● Source extract
────
Thanks. Does anyone have any recommendations of a good actual chip to
target? It would be cooler to present an actual compiler for a real
architecture but I don't want to get bogged down in explaining all the
ins and outs of a particular CPU. Since I'm not already familiar with
any instruction sets other than the Java VM's, a reasonable metric of
whether an architecture might be good for my purposes is, is there
architecture/instruction-set documentation available on the web that I
can download and then grok in a few hours.
I've considered targeting the JVM (though the rest of the gorp around
dealing with class files is a bit of a hassle). Other candidates are
MIX or MMIX which have the obvious advantage of being designed for
pedagogy.
────
● Extracted records
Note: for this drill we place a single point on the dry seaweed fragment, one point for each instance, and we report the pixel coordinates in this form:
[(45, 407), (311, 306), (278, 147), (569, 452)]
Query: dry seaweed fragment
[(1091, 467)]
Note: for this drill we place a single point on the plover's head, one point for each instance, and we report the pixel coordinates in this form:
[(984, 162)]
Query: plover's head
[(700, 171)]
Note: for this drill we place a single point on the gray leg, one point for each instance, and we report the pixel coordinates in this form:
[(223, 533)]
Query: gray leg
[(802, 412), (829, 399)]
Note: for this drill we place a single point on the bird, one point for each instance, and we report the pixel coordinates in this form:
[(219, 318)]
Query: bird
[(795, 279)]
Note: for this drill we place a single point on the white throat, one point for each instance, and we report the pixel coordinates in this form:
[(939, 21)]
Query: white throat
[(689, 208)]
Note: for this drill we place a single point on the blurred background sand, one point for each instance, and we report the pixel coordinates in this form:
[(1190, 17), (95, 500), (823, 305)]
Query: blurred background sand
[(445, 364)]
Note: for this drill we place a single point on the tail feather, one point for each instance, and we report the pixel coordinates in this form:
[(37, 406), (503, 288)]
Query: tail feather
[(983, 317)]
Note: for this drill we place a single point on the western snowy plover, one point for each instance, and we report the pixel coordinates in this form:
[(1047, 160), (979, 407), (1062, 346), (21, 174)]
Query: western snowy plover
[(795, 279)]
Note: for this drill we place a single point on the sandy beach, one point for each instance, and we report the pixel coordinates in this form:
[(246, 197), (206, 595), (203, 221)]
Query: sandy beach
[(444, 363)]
────
● The exercise
Copy the post about picking a compiler target from "Thanks. Does anyone" to "a few hours.", swapping "chip" for "processor".

● The reply
Thanks. Does anyone have any recommendations of a good actual processor to
target? It would be cooler to present an actual compiler for a real
architecture but I don't want to get bogged down in explaining all the
ins and outs of a particular CPU. Since I'm not already familiar with
any instruction sets other than the Java VM's, a reasonable metric of
whether an architecture might be good for my purposes is, is there
architecture/instruction-set documentation available on the web that I
can download and then grok in a few hours.